● Stored data:
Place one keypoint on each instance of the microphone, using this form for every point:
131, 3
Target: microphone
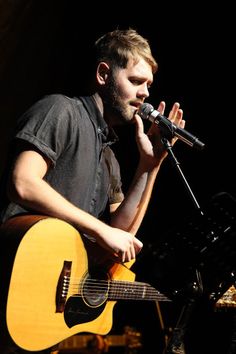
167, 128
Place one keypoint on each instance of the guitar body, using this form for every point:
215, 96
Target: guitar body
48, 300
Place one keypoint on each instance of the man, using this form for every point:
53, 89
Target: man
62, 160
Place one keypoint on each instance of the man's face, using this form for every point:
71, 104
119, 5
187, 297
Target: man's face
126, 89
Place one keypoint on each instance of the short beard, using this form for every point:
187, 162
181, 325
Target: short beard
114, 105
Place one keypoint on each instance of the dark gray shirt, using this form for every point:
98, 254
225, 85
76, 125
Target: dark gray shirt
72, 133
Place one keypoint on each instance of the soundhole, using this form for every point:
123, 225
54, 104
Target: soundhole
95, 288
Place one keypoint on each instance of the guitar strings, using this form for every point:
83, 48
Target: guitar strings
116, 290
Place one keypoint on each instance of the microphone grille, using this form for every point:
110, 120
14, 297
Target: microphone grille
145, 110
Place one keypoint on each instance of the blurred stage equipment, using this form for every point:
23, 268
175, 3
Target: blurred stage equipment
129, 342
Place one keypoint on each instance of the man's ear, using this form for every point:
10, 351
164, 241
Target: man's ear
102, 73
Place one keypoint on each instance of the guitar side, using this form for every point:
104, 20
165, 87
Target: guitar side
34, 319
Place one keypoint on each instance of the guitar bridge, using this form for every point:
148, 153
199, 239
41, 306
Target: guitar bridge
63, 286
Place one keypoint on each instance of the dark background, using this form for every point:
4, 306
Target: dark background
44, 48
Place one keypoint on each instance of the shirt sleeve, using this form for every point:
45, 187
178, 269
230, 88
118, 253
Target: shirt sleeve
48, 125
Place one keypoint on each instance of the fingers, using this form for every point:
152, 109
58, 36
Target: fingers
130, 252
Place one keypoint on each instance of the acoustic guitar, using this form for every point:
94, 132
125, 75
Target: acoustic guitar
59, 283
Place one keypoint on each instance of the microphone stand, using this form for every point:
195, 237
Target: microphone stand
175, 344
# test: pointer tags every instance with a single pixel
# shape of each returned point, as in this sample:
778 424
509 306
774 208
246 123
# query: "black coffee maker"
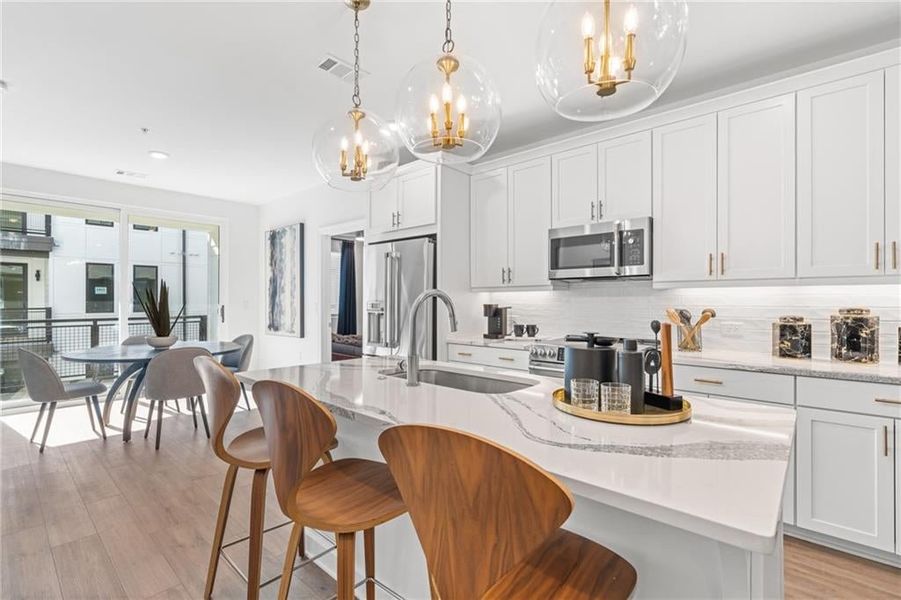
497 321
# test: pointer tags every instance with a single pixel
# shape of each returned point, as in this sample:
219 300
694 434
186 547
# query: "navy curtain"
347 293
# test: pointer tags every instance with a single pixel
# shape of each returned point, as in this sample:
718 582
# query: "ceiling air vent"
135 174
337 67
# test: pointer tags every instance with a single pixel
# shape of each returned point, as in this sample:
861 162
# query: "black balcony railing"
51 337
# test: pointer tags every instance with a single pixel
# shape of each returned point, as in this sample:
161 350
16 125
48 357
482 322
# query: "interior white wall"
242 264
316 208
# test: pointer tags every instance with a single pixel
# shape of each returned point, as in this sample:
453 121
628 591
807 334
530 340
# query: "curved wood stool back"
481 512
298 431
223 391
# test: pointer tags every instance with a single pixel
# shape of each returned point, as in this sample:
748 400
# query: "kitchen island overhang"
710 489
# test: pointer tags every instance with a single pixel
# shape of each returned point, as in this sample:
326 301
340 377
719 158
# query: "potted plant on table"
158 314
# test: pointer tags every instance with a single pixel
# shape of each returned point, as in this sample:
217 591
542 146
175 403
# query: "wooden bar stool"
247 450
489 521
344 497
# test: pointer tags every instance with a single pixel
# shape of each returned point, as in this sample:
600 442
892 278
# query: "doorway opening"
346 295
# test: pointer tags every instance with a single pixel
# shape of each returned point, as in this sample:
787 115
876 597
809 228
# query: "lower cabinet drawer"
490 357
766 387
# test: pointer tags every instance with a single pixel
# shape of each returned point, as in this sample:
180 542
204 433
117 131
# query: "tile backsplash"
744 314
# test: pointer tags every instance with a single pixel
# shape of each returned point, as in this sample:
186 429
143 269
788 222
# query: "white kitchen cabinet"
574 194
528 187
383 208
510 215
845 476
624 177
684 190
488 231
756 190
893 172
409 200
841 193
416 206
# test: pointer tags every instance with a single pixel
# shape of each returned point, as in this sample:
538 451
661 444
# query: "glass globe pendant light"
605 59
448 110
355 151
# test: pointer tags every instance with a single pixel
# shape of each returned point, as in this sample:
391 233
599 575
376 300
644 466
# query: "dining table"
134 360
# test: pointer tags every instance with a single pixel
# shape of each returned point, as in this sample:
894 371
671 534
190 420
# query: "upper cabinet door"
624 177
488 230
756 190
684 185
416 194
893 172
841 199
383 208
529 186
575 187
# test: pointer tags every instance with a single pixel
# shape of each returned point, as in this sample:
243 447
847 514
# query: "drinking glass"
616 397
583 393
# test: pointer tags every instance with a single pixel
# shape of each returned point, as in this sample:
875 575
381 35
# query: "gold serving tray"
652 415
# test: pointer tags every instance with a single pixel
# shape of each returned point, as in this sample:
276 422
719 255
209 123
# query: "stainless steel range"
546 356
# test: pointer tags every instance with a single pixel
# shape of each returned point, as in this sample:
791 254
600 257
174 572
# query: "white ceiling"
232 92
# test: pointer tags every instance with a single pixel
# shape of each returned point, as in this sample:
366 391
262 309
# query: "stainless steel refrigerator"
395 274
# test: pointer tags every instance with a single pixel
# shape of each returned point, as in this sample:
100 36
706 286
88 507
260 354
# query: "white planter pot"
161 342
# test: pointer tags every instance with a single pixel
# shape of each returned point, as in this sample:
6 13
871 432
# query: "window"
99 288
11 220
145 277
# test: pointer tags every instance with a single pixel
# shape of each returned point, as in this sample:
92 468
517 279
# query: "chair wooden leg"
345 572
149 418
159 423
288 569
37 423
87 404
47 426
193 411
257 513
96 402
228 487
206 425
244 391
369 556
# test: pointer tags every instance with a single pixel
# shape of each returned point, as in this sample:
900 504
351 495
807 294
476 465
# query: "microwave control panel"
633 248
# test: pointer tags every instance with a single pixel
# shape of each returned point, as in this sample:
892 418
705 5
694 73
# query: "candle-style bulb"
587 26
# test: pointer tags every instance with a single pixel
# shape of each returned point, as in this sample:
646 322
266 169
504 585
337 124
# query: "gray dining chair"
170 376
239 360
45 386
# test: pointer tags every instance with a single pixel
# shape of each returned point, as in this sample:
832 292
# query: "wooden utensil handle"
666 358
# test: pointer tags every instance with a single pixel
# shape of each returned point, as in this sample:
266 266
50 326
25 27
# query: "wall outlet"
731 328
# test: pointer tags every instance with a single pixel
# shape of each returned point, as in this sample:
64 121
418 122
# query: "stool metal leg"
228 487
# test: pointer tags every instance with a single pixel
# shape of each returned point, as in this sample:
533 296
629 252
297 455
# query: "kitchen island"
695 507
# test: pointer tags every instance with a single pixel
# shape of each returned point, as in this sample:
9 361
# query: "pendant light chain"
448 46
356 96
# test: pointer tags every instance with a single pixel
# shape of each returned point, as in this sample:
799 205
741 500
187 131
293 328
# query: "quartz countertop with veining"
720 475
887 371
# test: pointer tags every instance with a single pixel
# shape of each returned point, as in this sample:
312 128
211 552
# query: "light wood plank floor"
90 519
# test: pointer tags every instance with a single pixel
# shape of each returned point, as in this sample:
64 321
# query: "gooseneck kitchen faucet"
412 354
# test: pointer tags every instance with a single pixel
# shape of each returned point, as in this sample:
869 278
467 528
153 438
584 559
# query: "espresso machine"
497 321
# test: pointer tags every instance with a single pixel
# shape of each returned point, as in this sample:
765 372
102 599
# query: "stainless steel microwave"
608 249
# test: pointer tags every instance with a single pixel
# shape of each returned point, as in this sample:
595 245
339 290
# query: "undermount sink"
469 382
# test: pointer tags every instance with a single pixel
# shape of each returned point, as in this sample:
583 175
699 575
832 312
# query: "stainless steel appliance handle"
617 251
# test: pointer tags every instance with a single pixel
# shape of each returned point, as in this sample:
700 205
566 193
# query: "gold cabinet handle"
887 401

● Exercise prompt: Find every line in the entries above that contains the string "gray", matching case exactly, and copy each of those lines.

● Complete answer:
Place one keypoint on each instance of the dark gray shirt, using this form for every point:
Target: dark gray shirt
# query: "gray dining chair"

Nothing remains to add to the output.